*TEXT*

- Opening Delimiter -

Tuesday, October 18th 2005

Bewilderingly titled and as ad hoc as any omnibus film, this pan-Asian, neo–Night Gallery trilogy of horror shorts is nevertheless a black-blooded hoot, even if the most notorious of its hallowed psychotronistes is outshined by a Hong Kong ringer. First comes Takashi Miike's Box, which begins on vintage J-horror footing and then detours into incest-and-psychopathy Miikeland; last comes Park Chanwook's Cut, which dallies yet again with an absurdly epic (and cruelly funny) revenge scenario, gathering an ironic credibility by making the gory scheme's victim a successful, much envied, Park-ish Korean film director besieged by an overlooked actor. Between them, Hong Kong indie-breakout Fruit Chan has offered up the unscary but hair-raising Dumplings, a Petit Guignol essay on food therapy and unwanted pregnancies that curls toes on every foot and may be the most viciously conceived piece of social satire the continent's seen since Tetsuo. Genre filmmakers can rarely keep their narratives airborne for 100 minutes these days, and though the two-to-three-reeler may be a lost art commercially, this sample platter's a bracing sign of the short form's vivaciousness and succinct pleasure.

- Closing Delimiter -

*TASKS FOR THIS EXERCISE*
A - Summarize the horror trilogy review in two sentences.
B - In the horror trilogy review, who made the short titled Dumplings?

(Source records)
- Opening Delimiter -

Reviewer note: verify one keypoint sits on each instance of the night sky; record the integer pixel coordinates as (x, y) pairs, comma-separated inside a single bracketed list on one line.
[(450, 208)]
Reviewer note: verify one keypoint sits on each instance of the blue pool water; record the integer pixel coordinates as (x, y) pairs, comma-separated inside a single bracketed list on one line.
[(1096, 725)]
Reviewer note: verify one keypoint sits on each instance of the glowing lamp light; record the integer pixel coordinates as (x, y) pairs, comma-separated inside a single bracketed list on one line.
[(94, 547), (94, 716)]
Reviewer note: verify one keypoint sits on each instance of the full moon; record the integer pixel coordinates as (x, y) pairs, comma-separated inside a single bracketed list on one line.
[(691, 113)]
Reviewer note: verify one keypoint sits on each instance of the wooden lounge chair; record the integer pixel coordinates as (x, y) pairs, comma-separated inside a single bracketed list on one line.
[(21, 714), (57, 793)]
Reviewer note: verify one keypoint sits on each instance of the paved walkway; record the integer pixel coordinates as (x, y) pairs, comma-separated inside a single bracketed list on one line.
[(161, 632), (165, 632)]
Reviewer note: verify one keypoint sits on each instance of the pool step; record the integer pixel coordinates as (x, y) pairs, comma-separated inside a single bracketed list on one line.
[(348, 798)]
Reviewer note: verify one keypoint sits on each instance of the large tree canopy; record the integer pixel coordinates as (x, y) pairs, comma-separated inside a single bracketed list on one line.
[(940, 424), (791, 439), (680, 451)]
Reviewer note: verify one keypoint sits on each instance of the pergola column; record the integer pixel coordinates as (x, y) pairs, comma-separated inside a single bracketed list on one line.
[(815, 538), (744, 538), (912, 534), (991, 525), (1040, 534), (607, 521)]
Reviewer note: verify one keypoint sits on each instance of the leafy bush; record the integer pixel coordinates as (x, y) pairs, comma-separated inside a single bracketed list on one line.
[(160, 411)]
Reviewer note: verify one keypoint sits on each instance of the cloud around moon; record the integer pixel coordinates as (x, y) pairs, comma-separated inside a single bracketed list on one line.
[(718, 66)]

- Closing Delimiter -

*RESPONSES IN ORDER*
A - The review calls this pan-Asian trilogy of horror shorts a black-blooded hoot, opening with Takashi Miike's Box, closing with Park Chanwook's Cut, and placing Fruit Chan's Dumplings in between. It singles out Dumplings as perhaps the most viciously conceived social satire the continent has seen since Tetsuo and calls the whole film a bracing sign of the short form's vivaciousness and succinct pleasure.

B - Fruit Chan